What to do –
1) In the interview on drug use in the military ranks, what would buy a vial of heroin over there?
2) Extend the interview on drug use in the military ranks, picking up right after its final line.

Exercise passage –
Drug culture in the military ranks

Interviewer:
What were, what were relations like between the troops themselves. We want a story at this time like fragging, and the effect of dope and the black market. What was the morale of the unit that you were with and what was your own morale like at this time, what...?
Cantero:
On my first three months the morale was very high. Everybody knew each other. They were very tight. Ahm. There were maybe 20 people who used heroin when I was there. By the time four months was over, everybody I knew was gone. I was the only person in country that lasted that long.
And, the new people were doing heroin, I would say about 90 to 96 percent of the soldiers there were doing heroin, including the senior non-commissioned officers and some of the lieutenants and captains. The ah army was cracking down on the heroin because of the ah advertisements they got through the New York Times so they were harassing everybody by making them take urine analysis tests any time, day or night, waking up, waking them in the middle of the night, and they had no regard for human dignity, you know, you were ordered to urinate on the spot. And, in front of a non-com who's sure that you're a heroin addict and they want to put you into jail.
Then there were different ahm groups that developed, or splinter groups. There was a lot of rednecks from Texas or the Deep South who hated people from California or from New York because they were liberals. And...
(voices in background faintly) Camera roll run out.
(beep)
VIETNAM
SR #2837
CANTERO
(whistling sound) This is Vietnam Project WGBH T 876.
Episode 12. Sound Roll for this date, May 12, 1981 is number four. It's camera roll 863. Mono recording. Speeding. (beep) Sound ten.
Interviewer:
George, you are painting what sounded like a very black picture of as to the amount to the extent of heroin addiction, and I mean how sure were you that this was the case, and what gave you the feeling that it was actually as wide and as ingrained as it seemed to be?
Cantero:
My job was medical corpsman, and I was assigned to a detoxicification, or I had to build one within my unit and I feel am very accurate in my statements because I personally dealt with these men.
Interviewer:
But did this, express it. I mean, did this go on all the time. Wha—are you really suggesting that basically the US Army was, was, was high all the time would it just happen on R and R or wha—what circumstances was, was dope being consumed in quite this sort of quantity.
Cantero:
In my units, the majority of the people were high all the time. Not just on R and R. The dope was brought in. I don't know how it got through the borders. I suspect that the CIA had some involvement and some high Vietnamese officials, but I cannot prove it.
Ahm. It was very inexpensive. You could get a vial of heroin that would go for about 250 dollars on the street these days for a pack of cigarettes over there. So, it was plentiful. And, they had ah occasionally they'd bust a lieutenant, arrest a lieutenant for having enough for his own personal use and say that he was a big pusher and they'd crack down that way.
Interviewer:
Sorry.
Cantero:
So...right. So, to me, it has all the ah signs and symptoms of corruption within the higher echelon of the officials that were in the Vietnam War.
Interviewer:
How did it actually come about, how were people getting was it just so pervasive? Was it boredom? I mean, how did you yourself stay, stay out of it?
Cantero:
I stayed out of it because I did some minor drugs like marijuana and I was busted for it, and I was arrested prior to going to Vietnam. And, so, I stayed away from it because the second arrest would have put me in jail for a very long time. The other people weren't, and before you're burned, you don't think.

Data listing –
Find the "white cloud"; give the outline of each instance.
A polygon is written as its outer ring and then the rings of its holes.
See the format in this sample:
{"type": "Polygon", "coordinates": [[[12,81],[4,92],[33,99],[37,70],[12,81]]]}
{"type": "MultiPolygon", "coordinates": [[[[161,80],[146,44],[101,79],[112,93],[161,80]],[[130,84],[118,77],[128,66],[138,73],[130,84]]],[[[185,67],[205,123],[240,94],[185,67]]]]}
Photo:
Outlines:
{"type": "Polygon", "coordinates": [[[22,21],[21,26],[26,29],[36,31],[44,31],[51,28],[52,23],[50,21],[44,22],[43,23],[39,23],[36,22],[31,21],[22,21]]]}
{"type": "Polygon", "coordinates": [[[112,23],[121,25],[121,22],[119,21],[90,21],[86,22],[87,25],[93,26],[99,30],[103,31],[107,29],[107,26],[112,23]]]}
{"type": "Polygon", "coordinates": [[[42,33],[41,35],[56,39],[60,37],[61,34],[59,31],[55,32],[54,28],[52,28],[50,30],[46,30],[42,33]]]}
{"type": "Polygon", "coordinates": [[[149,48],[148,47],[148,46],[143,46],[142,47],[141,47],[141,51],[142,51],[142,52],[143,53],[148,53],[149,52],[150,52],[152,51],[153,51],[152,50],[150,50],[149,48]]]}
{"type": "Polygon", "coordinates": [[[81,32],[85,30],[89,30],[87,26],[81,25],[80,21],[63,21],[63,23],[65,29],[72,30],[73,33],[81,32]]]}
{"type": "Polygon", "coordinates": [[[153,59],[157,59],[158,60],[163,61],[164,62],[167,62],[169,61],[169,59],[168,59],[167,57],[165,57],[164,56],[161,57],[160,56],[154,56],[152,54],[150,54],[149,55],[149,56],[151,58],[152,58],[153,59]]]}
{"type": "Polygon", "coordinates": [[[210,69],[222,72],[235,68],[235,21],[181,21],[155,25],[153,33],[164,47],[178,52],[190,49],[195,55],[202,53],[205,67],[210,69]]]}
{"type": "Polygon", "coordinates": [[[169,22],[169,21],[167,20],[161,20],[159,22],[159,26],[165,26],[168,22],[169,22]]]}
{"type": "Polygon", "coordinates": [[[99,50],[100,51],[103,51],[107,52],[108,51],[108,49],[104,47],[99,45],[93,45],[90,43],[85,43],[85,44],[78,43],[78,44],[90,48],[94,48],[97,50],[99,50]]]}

Answers for each item –
1) A pack of cigarettes.

2)
Interviewer:
Who was, if you were there, how would you actually get, say, heroin? Was it simply available from anybody in the camp, or was it being sold on the black market?
Cantero:
We had mama-sans working for the camp. They had to be approved by the camp commanders to come to work for the Americans and they'd bring it in and they'd go GI you want some, ah, I'd say they call it chasing the dragon or ah they go you want Vietnamese cigarette or whatever. They'd ahm bring it in. It was very open.
Interviewer:
I wonder if you could do it again. Could you say that we had civilians coming in and offering it to us? Could you do the story again. Cause I talked over the first what you were saying.
Cantero:
I'd say ahm, I'm trying to remember the names of the drugs that they, or how they called it. They go, GI you want Vietnamese cigarette. I trade you one pack of Salem. Or, GI can you get me fed, I'll give you this, and make enormous dope deals.
For a box of Tide you could get a carton of pre-packed, pre rolled marijuana cigarettes soaked in opium. For 10 dollars you could get a vial of pure heroin about the size of the say, maybe about that high, the size of a cigarette butt and ahm you could get liquid opium, speed, acid, anything you wanted.
The acid was sent to the United S—from the United States. The other drugs were, came over from the border somewhere. I don't know where but ah it was more prevalent down south than it was up north cause it was harder to get up in the north. In the north you could just get heroin or marijuana.

Morale in the military

Interviewer:
You were saying that when you first here, the morale was pretty for three or four months. What sort of things were happening when morale got bad?
Cantero:
The first thing that happened was the war was winding down. It was announced that it was, and I forgot which general we had, but he made a deal that or Nixon said there were no longer any ground troops in Vietnam, so in order to keep his word, he ordered the general to order us to lock up all our arms in an arms room which we did, and then as soon as the arms were locked up that night, the VC would throw rockets in and send some sappers in and they'd aim for the arms room and knocked out our mess hall one night, and you had to wait in line while these rockets are coming in and walking towards you to get your weapon and check out some bullets, and the army is run like a bureaucracy now.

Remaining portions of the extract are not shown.